■ Data records:
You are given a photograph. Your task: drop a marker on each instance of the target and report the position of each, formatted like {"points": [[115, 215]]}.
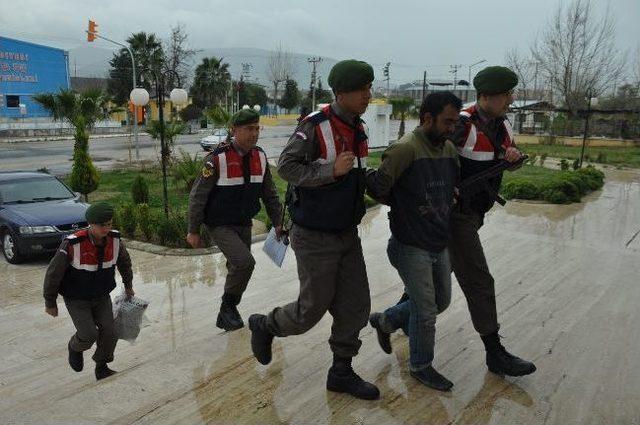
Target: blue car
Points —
{"points": [[37, 211]]}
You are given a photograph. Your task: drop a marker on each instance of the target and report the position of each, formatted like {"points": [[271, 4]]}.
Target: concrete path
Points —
{"points": [[568, 295]]}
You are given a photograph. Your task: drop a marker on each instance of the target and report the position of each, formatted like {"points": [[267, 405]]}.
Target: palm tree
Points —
{"points": [[401, 105], [81, 110], [211, 81], [148, 53]]}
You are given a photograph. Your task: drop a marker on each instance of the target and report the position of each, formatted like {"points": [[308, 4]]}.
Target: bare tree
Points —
{"points": [[577, 53], [279, 69], [179, 57], [525, 67]]}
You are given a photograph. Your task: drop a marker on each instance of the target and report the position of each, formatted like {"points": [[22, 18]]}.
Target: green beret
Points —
{"points": [[245, 116], [495, 80], [100, 212], [350, 75]]}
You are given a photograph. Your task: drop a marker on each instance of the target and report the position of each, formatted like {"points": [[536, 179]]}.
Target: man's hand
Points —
{"points": [[279, 232], [194, 240], [512, 154], [343, 164]]}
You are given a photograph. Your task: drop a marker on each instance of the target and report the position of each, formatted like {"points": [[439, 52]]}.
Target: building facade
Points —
{"points": [[27, 69]]}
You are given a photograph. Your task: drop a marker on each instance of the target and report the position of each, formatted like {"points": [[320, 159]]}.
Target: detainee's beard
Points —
{"points": [[435, 136]]}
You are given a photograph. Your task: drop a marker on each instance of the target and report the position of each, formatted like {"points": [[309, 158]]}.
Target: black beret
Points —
{"points": [[495, 80], [245, 116], [100, 212], [350, 75]]}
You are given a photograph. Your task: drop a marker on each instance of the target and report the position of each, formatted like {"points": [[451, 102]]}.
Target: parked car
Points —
{"points": [[37, 211], [218, 136]]}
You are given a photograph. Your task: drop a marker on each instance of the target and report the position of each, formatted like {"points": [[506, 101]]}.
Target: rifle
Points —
{"points": [[480, 182]]}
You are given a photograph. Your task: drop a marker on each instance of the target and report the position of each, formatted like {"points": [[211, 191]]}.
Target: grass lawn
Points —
{"points": [[618, 156]]}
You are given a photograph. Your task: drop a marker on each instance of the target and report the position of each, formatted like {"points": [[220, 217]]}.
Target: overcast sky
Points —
{"points": [[411, 35]]}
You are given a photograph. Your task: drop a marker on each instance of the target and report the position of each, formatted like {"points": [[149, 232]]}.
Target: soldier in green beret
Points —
{"points": [[83, 272], [324, 163], [226, 197], [483, 137]]}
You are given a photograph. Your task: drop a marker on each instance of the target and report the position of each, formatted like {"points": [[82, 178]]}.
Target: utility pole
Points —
{"points": [[246, 70], [424, 84], [314, 62], [92, 34], [454, 71], [385, 72]]}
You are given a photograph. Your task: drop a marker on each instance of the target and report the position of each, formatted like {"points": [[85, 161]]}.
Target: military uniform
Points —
{"points": [[325, 212], [83, 272], [225, 197], [482, 141]]}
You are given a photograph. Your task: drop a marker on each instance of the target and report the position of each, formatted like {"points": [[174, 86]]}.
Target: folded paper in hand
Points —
{"points": [[274, 248]]}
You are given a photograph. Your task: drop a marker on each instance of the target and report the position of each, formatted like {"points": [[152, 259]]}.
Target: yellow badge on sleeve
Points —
{"points": [[206, 172]]}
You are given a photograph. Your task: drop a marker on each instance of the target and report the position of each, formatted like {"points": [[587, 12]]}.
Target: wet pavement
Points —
{"points": [[568, 294]]}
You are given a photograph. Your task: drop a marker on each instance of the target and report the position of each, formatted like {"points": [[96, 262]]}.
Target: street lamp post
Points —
{"points": [[140, 97], [591, 101]]}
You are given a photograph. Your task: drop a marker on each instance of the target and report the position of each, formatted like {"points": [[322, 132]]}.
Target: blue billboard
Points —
{"points": [[27, 69]]}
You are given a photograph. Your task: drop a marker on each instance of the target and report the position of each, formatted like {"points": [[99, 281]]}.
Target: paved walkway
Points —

■ Exercise requirements: State the number of lines in the preceding entries that include the word "hand". Provide nothing else.

■ Task result: 2